◆ **Фрагмент текста**
>>>
Вот и я тоже не понимаю, почему кто-то обязан любить Россию и русских и почему шотландец, приехав работать в чужую страну, непременно должен сделаться ее патриотом? Не меньше, а пожалуй, и больше чести в том, чтобы остаться патриотом Шотландии и, прожив в России десятилетия, хотя бы под старость опять увидеть, как плывут облака над вересковыми пустошами, играет форель в горных реках и серые гуси пролетают над Эйвоном и Клайдом. И спасибо им, поработавшим на Россию!

Но, конечно же, были сделавшие и другой выбор.

Из множества искателей счастья и чинов выделялось какое-то число тех, кто хотел бы остаться в Московии надолго, а быть может, и навсегда. Мы не знаем, многие ли из участников Смоленской войны остались в Московии, но оставшиеся совершенно точно были, и немало.

А правительство так же нуждалось в офицерах и мастерах и продолжало переманивать их в Московию. Часть из них принимали православие — как правило, не первое, а второе-третье поколение тех, кто переселился в страну. Принявшие православие быстро растворялись в рядах основного населения. Не могу объяснить этого феномена, но почему-то именно в числе этих «первых русских иноземцев» оказалось очень много талантливых людей, чьи гены очень обогатили кровь служилого сословия Московии. Приведу только несколько примеров — просто тех, которые первыми приходят в голову.
<<<
◆ **Исходные данные**
>>>
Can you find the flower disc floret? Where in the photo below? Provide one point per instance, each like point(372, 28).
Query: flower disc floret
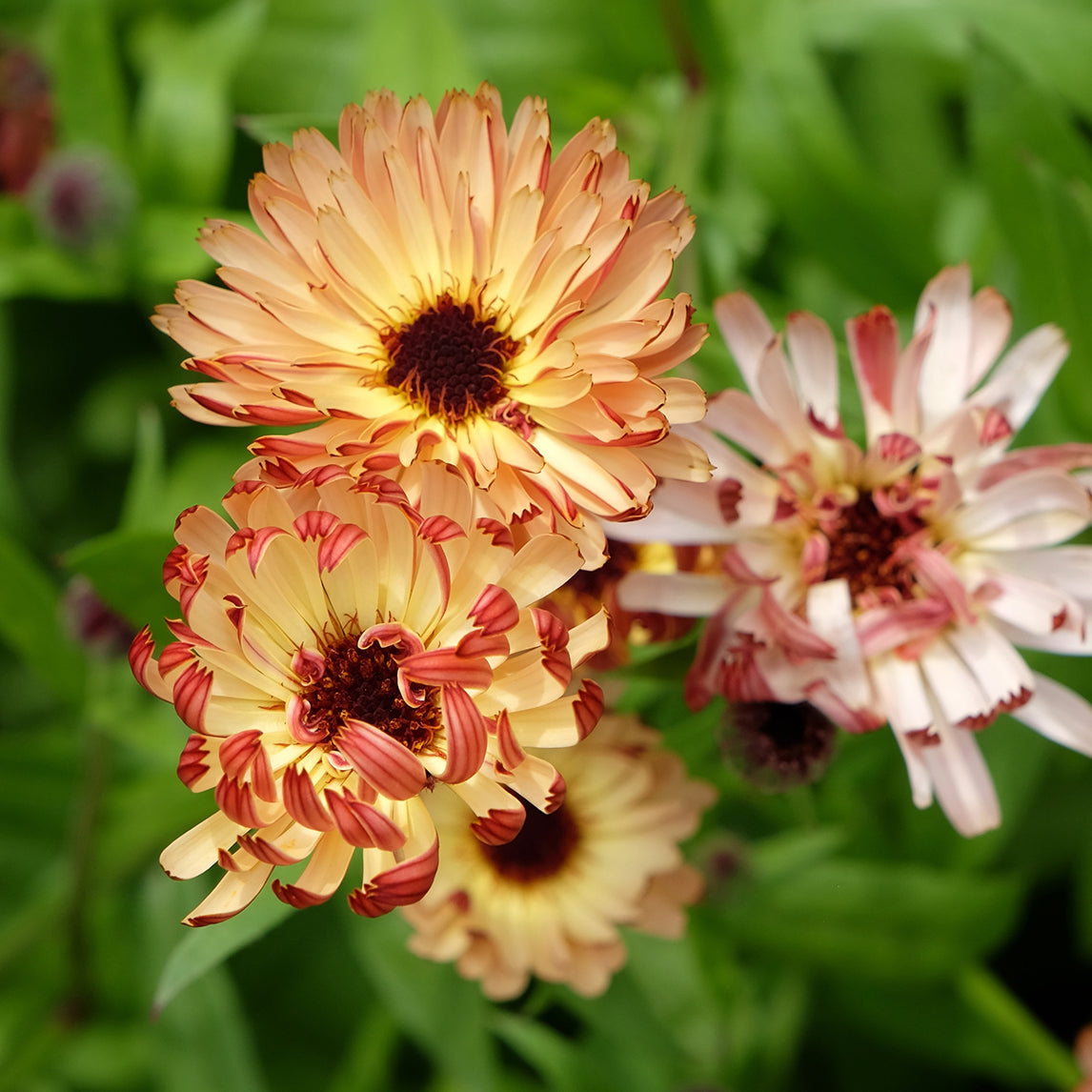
<<<
◆ **Задания**
1. Ответьте на вопросы по фрагменту текста.
(a) Над какими реками пролетают серые гуси?
(b) Какое поколение переселенцев, как правило, принимало православие?
(c) Что происходило с теми, кто принял православие?
2. Выпишите из фрагмента текста все названия стран и рек.

◆ **Ответы по заданиям**
1.
(a) Над Эйвоном и Клайдом.
(b) Как правило, не первое, а второе-третье поколение.
(c) Они быстро растворялись в рядах основного населения.

2. Россия, Шотландия, Московия, Эйвон, Клайд.